[Collected data entries]
● ● ● ●

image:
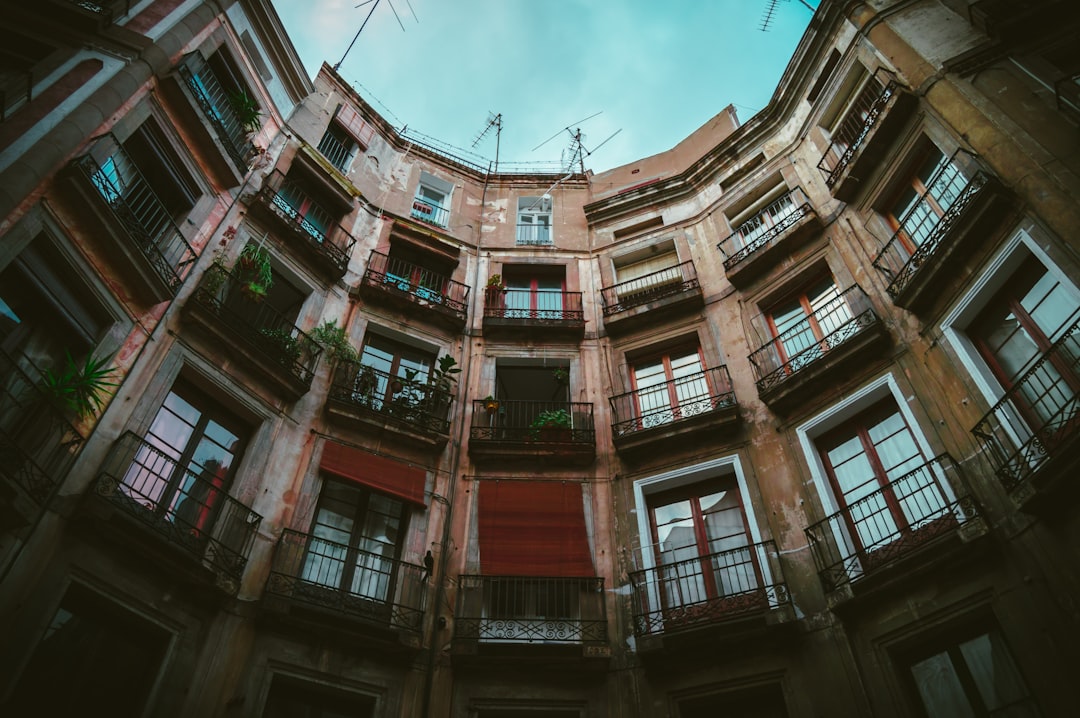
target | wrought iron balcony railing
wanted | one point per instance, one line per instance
(662, 404)
(649, 287)
(414, 280)
(136, 211)
(858, 123)
(557, 422)
(510, 609)
(429, 212)
(310, 221)
(836, 322)
(217, 108)
(684, 593)
(923, 229)
(528, 305)
(765, 228)
(313, 572)
(37, 444)
(1038, 417)
(186, 505)
(270, 334)
(412, 403)
(889, 524)
(538, 235)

● ● ● ●

◆ **What is needed**: Repeat only the stretch of lines that opens with the line containing "wanted | one" and closes with the final line of the entries, both included, exactly as written.

◆ **Task solution**:
wanted | one point per instance, one line per instance
(662, 404)
(649, 287)
(414, 280)
(136, 211)
(858, 123)
(557, 422)
(510, 609)
(429, 212)
(310, 221)
(836, 322)
(217, 108)
(684, 593)
(923, 229)
(528, 305)
(765, 228)
(313, 572)
(37, 444)
(1038, 417)
(186, 505)
(270, 334)
(412, 403)
(889, 524)
(538, 235)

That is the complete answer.